Data section:
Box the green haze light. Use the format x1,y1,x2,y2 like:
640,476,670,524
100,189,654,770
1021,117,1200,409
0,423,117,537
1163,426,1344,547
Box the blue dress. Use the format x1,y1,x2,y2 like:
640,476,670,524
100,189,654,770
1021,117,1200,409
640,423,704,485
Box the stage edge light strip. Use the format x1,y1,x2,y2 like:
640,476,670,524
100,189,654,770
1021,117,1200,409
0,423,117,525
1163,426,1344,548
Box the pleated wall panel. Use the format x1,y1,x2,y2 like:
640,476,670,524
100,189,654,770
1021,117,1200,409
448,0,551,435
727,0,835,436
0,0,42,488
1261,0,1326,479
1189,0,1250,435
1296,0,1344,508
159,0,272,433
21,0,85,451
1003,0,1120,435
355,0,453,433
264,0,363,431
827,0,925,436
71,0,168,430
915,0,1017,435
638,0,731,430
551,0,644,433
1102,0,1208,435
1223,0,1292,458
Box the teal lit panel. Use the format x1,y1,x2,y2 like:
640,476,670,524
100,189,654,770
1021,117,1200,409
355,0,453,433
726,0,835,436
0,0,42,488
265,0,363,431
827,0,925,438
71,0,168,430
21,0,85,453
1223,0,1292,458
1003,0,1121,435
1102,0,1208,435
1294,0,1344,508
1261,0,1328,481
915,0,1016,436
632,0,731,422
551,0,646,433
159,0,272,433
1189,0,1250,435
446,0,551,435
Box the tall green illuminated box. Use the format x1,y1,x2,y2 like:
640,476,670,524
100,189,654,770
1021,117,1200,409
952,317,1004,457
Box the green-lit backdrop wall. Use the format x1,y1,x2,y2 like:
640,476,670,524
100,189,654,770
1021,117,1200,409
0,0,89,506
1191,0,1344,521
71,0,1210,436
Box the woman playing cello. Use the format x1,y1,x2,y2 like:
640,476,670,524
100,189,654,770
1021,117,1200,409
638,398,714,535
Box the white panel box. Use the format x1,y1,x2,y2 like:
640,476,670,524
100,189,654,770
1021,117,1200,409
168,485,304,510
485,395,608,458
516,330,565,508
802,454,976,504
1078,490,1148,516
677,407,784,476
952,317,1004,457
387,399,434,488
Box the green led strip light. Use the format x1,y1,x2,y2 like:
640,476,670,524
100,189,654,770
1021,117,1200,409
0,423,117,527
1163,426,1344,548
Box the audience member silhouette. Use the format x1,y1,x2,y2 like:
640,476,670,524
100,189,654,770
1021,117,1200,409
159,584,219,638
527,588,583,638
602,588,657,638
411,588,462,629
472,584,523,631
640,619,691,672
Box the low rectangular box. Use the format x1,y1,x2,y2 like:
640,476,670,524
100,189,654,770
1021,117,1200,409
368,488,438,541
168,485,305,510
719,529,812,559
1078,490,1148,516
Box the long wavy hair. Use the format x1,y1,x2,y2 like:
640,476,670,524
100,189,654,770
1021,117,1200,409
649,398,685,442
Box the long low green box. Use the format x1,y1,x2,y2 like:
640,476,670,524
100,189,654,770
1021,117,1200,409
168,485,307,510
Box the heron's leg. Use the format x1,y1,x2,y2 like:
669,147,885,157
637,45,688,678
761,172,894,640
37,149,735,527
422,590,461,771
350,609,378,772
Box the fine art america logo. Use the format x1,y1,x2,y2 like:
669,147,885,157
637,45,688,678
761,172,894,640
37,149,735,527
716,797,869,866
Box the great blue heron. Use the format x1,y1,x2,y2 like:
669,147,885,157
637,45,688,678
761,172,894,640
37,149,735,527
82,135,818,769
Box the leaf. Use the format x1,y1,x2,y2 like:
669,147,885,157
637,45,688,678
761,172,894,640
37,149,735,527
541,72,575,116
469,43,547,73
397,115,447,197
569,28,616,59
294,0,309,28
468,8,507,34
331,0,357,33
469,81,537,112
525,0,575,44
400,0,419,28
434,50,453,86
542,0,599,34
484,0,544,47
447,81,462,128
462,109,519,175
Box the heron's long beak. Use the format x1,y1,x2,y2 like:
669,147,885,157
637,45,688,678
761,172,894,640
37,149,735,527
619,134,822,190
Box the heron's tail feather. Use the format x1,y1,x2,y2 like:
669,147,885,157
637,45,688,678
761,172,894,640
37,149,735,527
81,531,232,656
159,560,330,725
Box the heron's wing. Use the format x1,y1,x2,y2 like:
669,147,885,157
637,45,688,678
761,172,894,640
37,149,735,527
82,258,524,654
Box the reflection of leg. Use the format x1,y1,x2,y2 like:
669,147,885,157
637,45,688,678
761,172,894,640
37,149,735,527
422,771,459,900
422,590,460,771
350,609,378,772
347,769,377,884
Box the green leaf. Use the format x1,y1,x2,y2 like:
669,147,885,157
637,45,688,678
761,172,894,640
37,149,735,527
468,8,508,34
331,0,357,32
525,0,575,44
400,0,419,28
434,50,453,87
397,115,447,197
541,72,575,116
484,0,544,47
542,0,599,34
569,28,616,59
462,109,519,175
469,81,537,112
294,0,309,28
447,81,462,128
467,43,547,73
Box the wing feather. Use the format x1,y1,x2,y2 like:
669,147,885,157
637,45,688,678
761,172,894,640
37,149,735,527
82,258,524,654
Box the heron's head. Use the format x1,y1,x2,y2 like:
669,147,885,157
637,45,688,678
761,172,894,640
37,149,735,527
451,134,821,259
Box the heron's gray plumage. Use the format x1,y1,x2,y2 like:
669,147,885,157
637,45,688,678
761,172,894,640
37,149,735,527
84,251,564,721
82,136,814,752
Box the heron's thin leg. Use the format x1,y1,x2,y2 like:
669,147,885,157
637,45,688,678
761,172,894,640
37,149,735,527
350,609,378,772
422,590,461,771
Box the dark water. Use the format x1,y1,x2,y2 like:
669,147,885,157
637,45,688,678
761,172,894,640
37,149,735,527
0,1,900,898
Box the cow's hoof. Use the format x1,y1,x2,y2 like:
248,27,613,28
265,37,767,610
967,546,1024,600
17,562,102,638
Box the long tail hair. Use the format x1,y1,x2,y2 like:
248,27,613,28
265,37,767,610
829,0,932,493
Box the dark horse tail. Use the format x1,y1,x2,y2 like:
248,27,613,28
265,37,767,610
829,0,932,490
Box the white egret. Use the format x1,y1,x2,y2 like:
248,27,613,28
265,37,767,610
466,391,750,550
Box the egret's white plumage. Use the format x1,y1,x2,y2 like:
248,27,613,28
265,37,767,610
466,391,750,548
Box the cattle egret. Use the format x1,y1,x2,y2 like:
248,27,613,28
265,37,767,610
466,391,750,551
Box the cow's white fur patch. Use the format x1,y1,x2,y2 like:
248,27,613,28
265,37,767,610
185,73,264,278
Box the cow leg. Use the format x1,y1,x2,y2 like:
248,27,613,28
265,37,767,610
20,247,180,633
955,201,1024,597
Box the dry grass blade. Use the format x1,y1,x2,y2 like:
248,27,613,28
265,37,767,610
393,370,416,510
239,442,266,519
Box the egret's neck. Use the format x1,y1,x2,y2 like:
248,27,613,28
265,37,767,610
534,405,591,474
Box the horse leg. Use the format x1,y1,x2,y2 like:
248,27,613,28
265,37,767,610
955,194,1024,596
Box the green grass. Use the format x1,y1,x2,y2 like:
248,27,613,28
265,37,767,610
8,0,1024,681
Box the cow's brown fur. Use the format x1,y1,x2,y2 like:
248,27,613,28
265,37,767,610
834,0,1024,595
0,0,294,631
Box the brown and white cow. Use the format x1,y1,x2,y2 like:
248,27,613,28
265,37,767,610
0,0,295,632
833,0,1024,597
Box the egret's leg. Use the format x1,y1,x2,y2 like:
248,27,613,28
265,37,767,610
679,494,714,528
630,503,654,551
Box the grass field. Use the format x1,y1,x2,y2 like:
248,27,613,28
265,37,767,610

Task statement: Copy all of the material above, line for line, without changing anything.

Output below:
Box the green haze light. Use the format x1,y1,x2,y2 like:
640,476,670,524
100,189,654,770
1021,117,1200,409
0,423,117,537
1163,426,1344,547
Box the blue dress. Use the format x1,y1,x2,y2 like:
640,476,670,524
100,189,654,770
1021,117,1200,409
640,423,704,485
Box the stage edge light strip. Use the format x1,y1,x2,y2 like:
640,476,670,524
100,189,654,770
1021,117,1200,409
0,423,117,525
1163,426,1344,548
Box the pleated wall panel. Use the format x1,y1,x2,y2 like:
640,476,670,524
100,189,654,770
1021,117,1200,409
448,0,551,435
727,0,835,436
0,0,42,488
1261,0,1326,479
1189,0,1250,435
1296,0,1344,508
159,0,272,433
21,0,85,451
1003,0,1120,435
355,0,453,433
264,0,363,431
827,0,925,436
71,0,168,430
915,0,1017,435
638,0,731,430
551,0,644,433
1102,0,1208,435
1223,0,1292,458
Box the teal lit panel. Use the format x1,y1,x2,y2 like:
640,476,670,524
100,189,654,770
1021,117,1200,409
355,0,453,433
726,0,835,436
0,0,42,488
265,0,363,431
827,0,925,438
71,0,168,430
21,0,85,453
1223,0,1292,458
1003,0,1121,435
1102,0,1208,435
1294,0,1344,508
1261,0,1328,481
915,0,1016,436
632,0,731,422
551,0,646,433
159,0,272,433
1189,0,1250,435
446,0,551,435
Box the tall green illuminated box. Use the format x1,y1,x2,y2 like:
640,476,670,524
100,189,654,770
1021,117,1200,409
952,317,1004,457
Box the green-lit backdrop wall. Use the format x1,y1,x2,y2 like:
640,476,670,524
100,189,654,770
1021,117,1200,409
0,0,89,506
1191,0,1344,521
71,0,1210,436
Box the woman playing cello. Use the format x1,y1,x2,y2 like:
640,476,670,524
100,189,654,770
1021,117,1200,409
638,398,714,535
Box the white panel box. Use the format x1,y1,x2,y2 like:
640,476,670,524
100,189,654,770
1021,117,1200,409
168,485,304,510
485,395,608,458
516,330,565,508
802,454,976,504
1078,490,1148,516
677,407,784,476
952,317,1004,457
387,399,434,488
Box the green led strip light. Use the format x1,y1,x2,y2 like:
640,476,670,524
100,189,654,770
1021,117,1200,409
0,423,117,527
1163,426,1344,548
Box the audience member silhouette. Use the format x1,y1,x2,y2 like:
640,476,670,524
100,189,654,770
1021,117,1200,409
159,584,219,638
527,588,583,638
602,588,657,638
411,588,462,629
472,584,523,631
640,619,691,672
Box the low rectangular box. Use the format x1,y1,x2,y2 like:
640,476,670,524
100,189,654,770
1021,117,1200,409
368,488,438,541
168,485,305,510
719,529,812,559
1078,490,1148,516
Box the long wavy hair. Use the format x1,y1,x2,y2 like:
640,476,670,524
100,189,654,770
1021,117,1200,409
649,398,685,442
Box the long low green box. Use the format x1,y1,x2,y2 like:
640,476,670,524
100,189,654,770
1021,117,1200,409
168,485,307,510
Box the heron's leg. Use the format x1,y1,x2,y2 like:
669,147,885,157
637,45,688,678
761,172,894,640
37,149,735,527
422,590,461,771
350,609,378,772
Box the fine art america logo. Use the format x1,y1,x2,y2 like:
669,147,885,157
637,45,688,678
761,172,894,640
37,149,735,527
716,797,869,866
Box the great blue heron. Use the format x1,y1,x2,y2 like:
669,147,885,157
637,45,688,678
761,172,894,640
37,149,735,527
82,135,818,769
Box the leaf. Use the format x1,y1,x2,y2 like:
669,147,885,157
637,45,688,678
761,172,894,640
37,149,735,527
541,72,575,116
469,43,547,73
397,115,447,197
569,28,616,59
294,0,309,28
468,8,507,34
331,0,357,33
469,81,537,112
525,0,575,44
400,0,419,28
434,50,453,86
542,0,599,34
484,0,544,47
447,81,462,128
462,109,519,175
Box the heron's long beak. Use the format x1,y1,x2,y2 like:
669,147,885,157
637,45,688,678
761,172,894,640
37,149,735,527
619,134,822,190
Box the heron's tail feather. Use the format x1,y1,x2,y2 like:
669,147,885,157
637,45,688,678
761,172,894,640
37,149,735,527
81,531,232,656
159,560,330,725
Box the heron's wing. Use the format x1,y1,x2,y2 like:
669,147,885,157
637,45,688,678
761,172,894,640
37,149,735,527
82,258,524,654
Box the reflection of leg. Use the format x1,y1,x2,y2 like:
669,147,885,157
637,45,688,678
761,172,894,640
37,149,735,527
422,771,459,900
422,590,460,771
350,609,378,772
347,769,377,884
Box the green leaf. Use the format x1,y1,x2,y2 like:
669,147,885,157
637,45,688,678
761,172,894,640
37,149,735,527
468,8,508,34
331,0,357,32
525,0,575,44
400,0,419,28
434,50,453,87
397,115,447,197
541,72,575,116
484,0,544,47
542,0,599,34
569,28,616,59
462,109,519,175
469,81,537,112
294,0,309,28
447,81,462,128
467,43,547,73
Box the wing feather. Use the format x1,y1,x2,y2 like:
669,147,885,157
637,45,688,678
761,172,894,640
37,149,735,527
82,258,524,654
Box the heron's head. Use the format x1,y1,x2,y2 like:
669,147,885,157
637,45,688,678
761,172,894,640
37,149,735,527
451,134,821,259
Box the heron's gray plumage. Use the format x1,y1,x2,y2 like:
669,147,885,157
637,45,688,678
761,172,894,640
37,149,735,527
84,251,564,721
82,136,814,752
Box the heron's thin leg. Use the format x1,y1,x2,y2 like:
669,147,885,157
637,45,688,678
761,172,894,640
37,149,735,527
350,609,378,772
422,590,461,771
Box the dark water. Use the format x1,y1,x2,y2 like:
669,147,885,157
637,45,688,678
761,172,894,640
37,149,735,527
0,1,900,898
Box the cow's hoof. Use the format x1,y1,x2,y2 like:
248,27,613,28
265,37,767,610
967,546,1024,600
17,562,102,638
Box the long tail hair. Use the format x1,y1,x2,y2 like:
248,27,613,28
265,37,767,610
829,0,932,493
Box the dark horse tail. Use the format x1,y1,x2,y2 like:
248,27,613,28
265,37,767,610
829,0,932,490
Box the white egret. Use the format x1,y1,x2,y2 like:
248,27,613,28
265,37,767,610
466,391,750,550
Box the egret's white plumage. Use the format x1,y1,x2,y2 like:
248,27,613,28
265,37,767,610
466,391,750,548
Box the cattle egret. Use the format x1,y1,x2,y2 like:
248,27,613,28
265,37,767,610
466,391,750,551
Box the cow's white fur patch. Use the format x1,y1,x2,y2 like:
248,27,613,28
265,37,767,610
185,73,264,278
Box the cow leg. Use the format x1,y1,x2,y2 like:
248,27,613,28
265,37,767,610
20,247,180,633
955,201,1024,597
Box the dry grass blade. Use the format x1,y1,x2,y2 like:
248,27,613,28
265,37,767,610
393,370,416,510
239,442,266,519
Box the egret's neck. Use the format x1,y1,x2,y2 like:
248,27,613,28
265,37,767,610
534,405,591,474
Box the horse leg. Use the format x1,y1,x2,y2 like:
248,27,613,28
265,37,767,610
955,194,1024,596
Box the green grass. Use the format x1,y1,x2,y2 like:
248,27,613,28
265,37,767,610
8,0,1024,681
Box the cow's brown fur. Use the format x1,y1,x2,y2 like:
248,27,613,28
265,37,767,610
834,0,1024,595
0,0,294,631
Box the brown and white cow. Use the format x1,y1,x2,y2 like:
248,27,613,28
265,37,767,610
0,0,295,632
833,0,1024,597
Box the egret's leg. Use the format x1,y1,x2,y2 like:
248,27,613,28
265,37,767,610
679,494,714,528
630,503,654,551
Box the grass field. Use the format x1,y1,x2,y2 like:
248,27,613,28
265,37,767,610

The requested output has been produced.